[Text for analysis Boundary: Start]
The Overwatch community is huge, and its members recently proved they've got a heart befitting that massive size. In recent weeks, a special Mercy skin was made available for purchase, with proceeds going to support the Breast Cancer Research Foundation. The result was a donation of nearly $13 million, which should go a long way toward helping finally find a cure.

The Overwatch donation drive promotion was a simple one, and not unlike similar promotions we've seen before. In short, players had the opportunity to throw a few bucks toward a new skin for the character, Mercy, which would deck the character out in appropriately pink attire. Other developers have orchestrated similar fundraisers to benefit cancer research and various other causes, including specific promotions benefiting a single member of the community.

But, when you've got a community as the one following Blizzard's FPS mega-hit, you're able to pull in some seriously impressive numbers. From the skin sales alone, the Overwatch community helped raise a whopping $12.7 million to support BCRF which, according to the official announcement, is the largest donation made by a corporate partner in the 25-year history of the organization. That's something worth being proud of, and every Overwatch player who chipped into the campaign helped make that outstanding benchmark possible.

Believe it or not, even more funds were raised through side promotions tied to the game, including livestreams and T-shirt sales. Blizzard is reporting that thousands of Pink Mercy T-shirts were sold over the course of the fundraising promotion, with charity streamers earning an additional $130,000 in donations simply by playing the game and asking the community for support on Twitch.
[Text for analysis Boundary: End]
-- List of tasks --
- A) Can you reproduce the passage of the Overwatch charity article that opens with "But, when you've" and closes with "outstanding benchmark possible.", switching "whopping" to "remarkable"?
- B) What comes next in the Overwatch charity article? Continue it from its final sentence.
[Study material Boundary: Start]
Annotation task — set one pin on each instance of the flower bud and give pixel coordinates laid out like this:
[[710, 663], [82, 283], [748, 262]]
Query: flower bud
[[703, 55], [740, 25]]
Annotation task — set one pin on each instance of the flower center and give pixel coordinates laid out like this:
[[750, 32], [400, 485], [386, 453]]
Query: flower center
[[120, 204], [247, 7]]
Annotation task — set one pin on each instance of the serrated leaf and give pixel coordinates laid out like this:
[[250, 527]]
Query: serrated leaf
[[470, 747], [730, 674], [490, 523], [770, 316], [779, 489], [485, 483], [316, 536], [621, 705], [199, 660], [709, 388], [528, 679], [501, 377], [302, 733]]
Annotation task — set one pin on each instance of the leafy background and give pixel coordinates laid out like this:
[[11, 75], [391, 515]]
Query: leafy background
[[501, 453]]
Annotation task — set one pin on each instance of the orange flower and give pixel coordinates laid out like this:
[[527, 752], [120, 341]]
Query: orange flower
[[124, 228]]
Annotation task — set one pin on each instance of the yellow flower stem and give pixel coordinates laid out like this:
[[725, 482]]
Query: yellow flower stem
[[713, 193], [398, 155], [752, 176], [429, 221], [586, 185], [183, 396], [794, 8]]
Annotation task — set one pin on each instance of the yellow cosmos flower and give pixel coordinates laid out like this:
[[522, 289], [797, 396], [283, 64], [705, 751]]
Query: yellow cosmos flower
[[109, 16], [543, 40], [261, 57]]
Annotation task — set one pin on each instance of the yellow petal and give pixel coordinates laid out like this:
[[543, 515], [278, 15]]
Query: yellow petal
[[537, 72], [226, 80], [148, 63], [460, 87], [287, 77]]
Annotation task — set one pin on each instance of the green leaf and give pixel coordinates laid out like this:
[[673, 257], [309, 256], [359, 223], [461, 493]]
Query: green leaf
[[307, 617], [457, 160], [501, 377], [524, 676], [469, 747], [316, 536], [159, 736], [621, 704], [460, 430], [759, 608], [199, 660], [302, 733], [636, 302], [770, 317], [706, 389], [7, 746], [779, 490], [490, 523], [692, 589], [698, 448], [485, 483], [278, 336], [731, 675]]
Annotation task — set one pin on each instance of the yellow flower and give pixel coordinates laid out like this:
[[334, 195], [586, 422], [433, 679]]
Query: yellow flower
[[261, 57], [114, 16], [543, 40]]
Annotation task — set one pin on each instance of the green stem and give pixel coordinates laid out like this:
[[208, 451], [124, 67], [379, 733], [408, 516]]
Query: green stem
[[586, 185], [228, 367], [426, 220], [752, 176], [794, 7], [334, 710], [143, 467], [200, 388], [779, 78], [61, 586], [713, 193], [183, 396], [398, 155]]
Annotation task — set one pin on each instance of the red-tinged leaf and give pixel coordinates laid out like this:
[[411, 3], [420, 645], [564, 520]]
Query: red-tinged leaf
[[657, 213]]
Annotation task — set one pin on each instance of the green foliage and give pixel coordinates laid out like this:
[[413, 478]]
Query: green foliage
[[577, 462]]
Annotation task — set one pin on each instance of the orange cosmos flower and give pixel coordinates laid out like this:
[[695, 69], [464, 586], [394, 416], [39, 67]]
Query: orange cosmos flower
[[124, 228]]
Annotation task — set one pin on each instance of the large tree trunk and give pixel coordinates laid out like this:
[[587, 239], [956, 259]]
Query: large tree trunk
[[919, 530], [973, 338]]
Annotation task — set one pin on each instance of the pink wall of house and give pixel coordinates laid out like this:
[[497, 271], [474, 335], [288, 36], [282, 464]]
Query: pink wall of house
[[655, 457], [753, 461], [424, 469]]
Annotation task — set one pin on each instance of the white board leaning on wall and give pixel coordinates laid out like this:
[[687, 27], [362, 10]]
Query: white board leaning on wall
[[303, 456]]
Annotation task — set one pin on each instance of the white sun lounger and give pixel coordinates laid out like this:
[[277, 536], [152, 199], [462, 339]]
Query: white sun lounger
[Study material Boundary: End]
-- Responses in order --
- A)
But, when you've got a community as the one following Blizzard's FPS mega-hit, you're able to pull in some seriously impressive numbers. From the skin sales alone, the Overwatch community helped raise a remarkable $12.7 million to support BCRF which, according to the official announcement, is the largest donation made by a corporate partner in the 25-year history of the organization. That's something worth being proud of, and every Overwatch player who chipped into the campaign helped make that outstanding benchmark possible.

- B)
To help spread the word about the Pink Mercy promotion, a bunch of fanart and even cosplay started popping up across social media, which Blizzard showed off in that same blog post.

This is obviously a pretty fantastic feat, made even more impressive when you consider the fact that Overwatch has been able to build such an impressive community over the course of just two years. Back in early 2016, the question was whether or not this arena shooter with MOBA elements would even be able to capture an audience, something that was confirmed in record time. The community grew like wildfire and, by year two, Overwatch League was already taking shape. Now we've gone through the first season of that competition and, though there have been some speedbumps along the way, the broadcasts continue to draw a crowd and keep the community engaged.

It feels like video games and the folks who play them have been under fire lately, so this definitely serves as a nice counterweight to the negativity. Congratulations, Overwatch players. You folks came together to do a very good thing.